** Opening Supplied records block **

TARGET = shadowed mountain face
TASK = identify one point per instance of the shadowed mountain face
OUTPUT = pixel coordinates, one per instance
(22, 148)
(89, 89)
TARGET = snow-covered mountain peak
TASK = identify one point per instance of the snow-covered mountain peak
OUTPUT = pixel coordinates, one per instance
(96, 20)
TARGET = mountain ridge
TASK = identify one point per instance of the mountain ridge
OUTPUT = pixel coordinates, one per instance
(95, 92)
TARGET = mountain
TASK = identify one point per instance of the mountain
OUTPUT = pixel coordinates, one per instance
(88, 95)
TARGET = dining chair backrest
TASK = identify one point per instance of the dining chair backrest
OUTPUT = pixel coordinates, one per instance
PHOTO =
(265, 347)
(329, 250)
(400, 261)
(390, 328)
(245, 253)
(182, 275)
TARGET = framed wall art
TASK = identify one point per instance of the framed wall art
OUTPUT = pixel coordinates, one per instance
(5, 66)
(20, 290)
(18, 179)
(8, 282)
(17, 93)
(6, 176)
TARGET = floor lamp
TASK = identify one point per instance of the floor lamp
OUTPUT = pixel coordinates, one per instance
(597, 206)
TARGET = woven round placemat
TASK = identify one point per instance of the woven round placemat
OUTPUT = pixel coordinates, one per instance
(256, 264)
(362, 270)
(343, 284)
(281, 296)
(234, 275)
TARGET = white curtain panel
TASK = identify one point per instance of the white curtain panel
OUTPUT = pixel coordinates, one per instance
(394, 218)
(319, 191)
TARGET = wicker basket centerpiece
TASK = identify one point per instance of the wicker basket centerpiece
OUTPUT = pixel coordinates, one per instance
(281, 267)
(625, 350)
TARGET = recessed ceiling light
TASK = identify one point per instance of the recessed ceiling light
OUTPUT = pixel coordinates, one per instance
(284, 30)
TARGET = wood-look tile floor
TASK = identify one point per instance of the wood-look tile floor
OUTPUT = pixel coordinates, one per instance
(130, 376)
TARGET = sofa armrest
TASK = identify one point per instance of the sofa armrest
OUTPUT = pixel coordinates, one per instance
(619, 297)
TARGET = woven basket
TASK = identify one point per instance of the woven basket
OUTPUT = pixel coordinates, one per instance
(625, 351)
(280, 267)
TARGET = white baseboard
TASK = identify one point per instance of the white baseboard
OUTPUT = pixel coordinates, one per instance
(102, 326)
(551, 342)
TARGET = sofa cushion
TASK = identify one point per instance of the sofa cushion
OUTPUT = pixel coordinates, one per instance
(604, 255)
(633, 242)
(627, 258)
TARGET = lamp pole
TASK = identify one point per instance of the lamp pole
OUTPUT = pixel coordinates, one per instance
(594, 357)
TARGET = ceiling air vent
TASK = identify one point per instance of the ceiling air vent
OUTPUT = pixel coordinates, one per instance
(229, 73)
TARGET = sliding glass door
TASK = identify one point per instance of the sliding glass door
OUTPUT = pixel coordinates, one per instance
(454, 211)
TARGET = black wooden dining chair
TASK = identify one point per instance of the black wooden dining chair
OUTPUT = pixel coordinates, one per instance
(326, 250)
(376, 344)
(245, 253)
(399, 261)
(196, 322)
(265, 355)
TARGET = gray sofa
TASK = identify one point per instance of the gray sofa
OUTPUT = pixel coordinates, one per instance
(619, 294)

** Closing Supplied records block **

= Description of the task =
Go through the listing above and write out exactly the lines starting with the one holding "TASK = identify one point per instance of the shadowed" and running through the one holding "TASK = identify one point per instance of the snow-covered", ends included, and no others.

= The completed task =
TASK = identify one point per instance of the shadowed mountain face
OUTPUT = pixel coordinates, one per instance
(22, 148)
(89, 89)
TARGET = snow-covered mountain peak
TASK = identify one point per instance of the snow-covered mountain peak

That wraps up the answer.